REQUIRED ACTION: From the line containing "Target: squirrel ear" through the last line of the records, print every line exactly and nothing more.

--- RECORDS TO PROCESS Enclosed Below ---

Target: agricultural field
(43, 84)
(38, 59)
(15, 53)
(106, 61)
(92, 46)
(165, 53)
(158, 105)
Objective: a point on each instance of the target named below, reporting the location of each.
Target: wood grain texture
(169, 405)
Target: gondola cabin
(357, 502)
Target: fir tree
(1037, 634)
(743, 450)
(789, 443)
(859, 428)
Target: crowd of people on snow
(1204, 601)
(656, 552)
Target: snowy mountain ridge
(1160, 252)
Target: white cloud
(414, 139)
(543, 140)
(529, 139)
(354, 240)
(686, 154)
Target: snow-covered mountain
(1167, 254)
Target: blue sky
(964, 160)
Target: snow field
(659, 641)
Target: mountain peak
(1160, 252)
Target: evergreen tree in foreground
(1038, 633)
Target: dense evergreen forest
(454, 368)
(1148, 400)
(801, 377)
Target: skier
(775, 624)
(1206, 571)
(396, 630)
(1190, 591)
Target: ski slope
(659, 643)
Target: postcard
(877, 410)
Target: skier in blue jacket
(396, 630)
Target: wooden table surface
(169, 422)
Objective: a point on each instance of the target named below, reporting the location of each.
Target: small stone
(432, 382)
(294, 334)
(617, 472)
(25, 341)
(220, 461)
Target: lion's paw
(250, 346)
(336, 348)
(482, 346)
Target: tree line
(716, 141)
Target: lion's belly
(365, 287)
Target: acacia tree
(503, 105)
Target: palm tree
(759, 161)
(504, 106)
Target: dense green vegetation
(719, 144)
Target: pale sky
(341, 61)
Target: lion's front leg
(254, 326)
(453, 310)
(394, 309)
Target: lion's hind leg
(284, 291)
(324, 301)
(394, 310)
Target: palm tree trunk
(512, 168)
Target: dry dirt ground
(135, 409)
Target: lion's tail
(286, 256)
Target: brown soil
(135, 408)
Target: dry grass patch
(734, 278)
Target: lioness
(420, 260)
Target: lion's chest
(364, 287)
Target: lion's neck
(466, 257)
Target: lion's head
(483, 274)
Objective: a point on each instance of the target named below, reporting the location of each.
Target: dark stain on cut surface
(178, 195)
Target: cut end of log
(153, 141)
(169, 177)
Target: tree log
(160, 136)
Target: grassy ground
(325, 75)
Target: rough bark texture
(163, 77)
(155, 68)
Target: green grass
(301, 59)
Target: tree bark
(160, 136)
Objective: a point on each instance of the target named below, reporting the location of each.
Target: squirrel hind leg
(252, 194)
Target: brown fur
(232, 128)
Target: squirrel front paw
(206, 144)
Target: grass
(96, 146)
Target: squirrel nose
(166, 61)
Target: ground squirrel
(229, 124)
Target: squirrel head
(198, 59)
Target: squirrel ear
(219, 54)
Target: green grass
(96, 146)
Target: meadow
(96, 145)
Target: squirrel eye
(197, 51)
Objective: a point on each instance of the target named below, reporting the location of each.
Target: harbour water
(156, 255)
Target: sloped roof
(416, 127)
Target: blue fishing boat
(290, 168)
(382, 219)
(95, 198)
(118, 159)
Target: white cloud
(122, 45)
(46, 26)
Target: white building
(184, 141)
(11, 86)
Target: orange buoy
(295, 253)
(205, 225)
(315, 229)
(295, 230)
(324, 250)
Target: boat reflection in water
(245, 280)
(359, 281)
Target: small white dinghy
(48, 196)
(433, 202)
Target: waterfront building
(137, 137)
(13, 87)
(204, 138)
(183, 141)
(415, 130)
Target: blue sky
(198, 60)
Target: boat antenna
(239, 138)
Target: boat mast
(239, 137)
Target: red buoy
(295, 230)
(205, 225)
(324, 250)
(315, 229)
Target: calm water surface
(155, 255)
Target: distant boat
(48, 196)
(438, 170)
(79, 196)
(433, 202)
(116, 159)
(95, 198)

--- End of Enclosed RECORDS TO PROCESS ---

ANSWER TO THIS EXERCISE:
Target: squirrel ear
(219, 54)
Target: green grass
(96, 146)
Target: meadow
(96, 145)
Target: squirrel eye
(197, 51)
Objective: a point on each instance of the target named below, reporting the location of each.
Target: harbour water
(156, 255)
Target: sloped roof
(416, 127)
Target: blue fishing boat
(290, 168)
(382, 219)
(95, 198)
(118, 159)
Target: white cloud
(122, 45)
(46, 26)
Target: white building
(184, 141)
(11, 86)
Target: orange buoy
(295, 253)
(205, 225)
(315, 229)
(295, 230)
(324, 250)
Target: boat reflection in water
(245, 280)
(359, 281)
Target: small white dinghy
(48, 196)
(433, 202)
Target: waterfront building
(137, 137)
(13, 87)
(204, 138)
(183, 141)
(415, 130)
Target: blue sky
(198, 60)
Target: boat antenna
(239, 138)
Target: boat mast
(239, 137)
Target: red buoy
(295, 230)
(205, 225)
(324, 250)
(315, 229)
Target: calm water surface
(155, 255)
Target: distant boat
(48, 196)
(438, 170)
(79, 196)
(433, 202)
(116, 159)
(95, 198)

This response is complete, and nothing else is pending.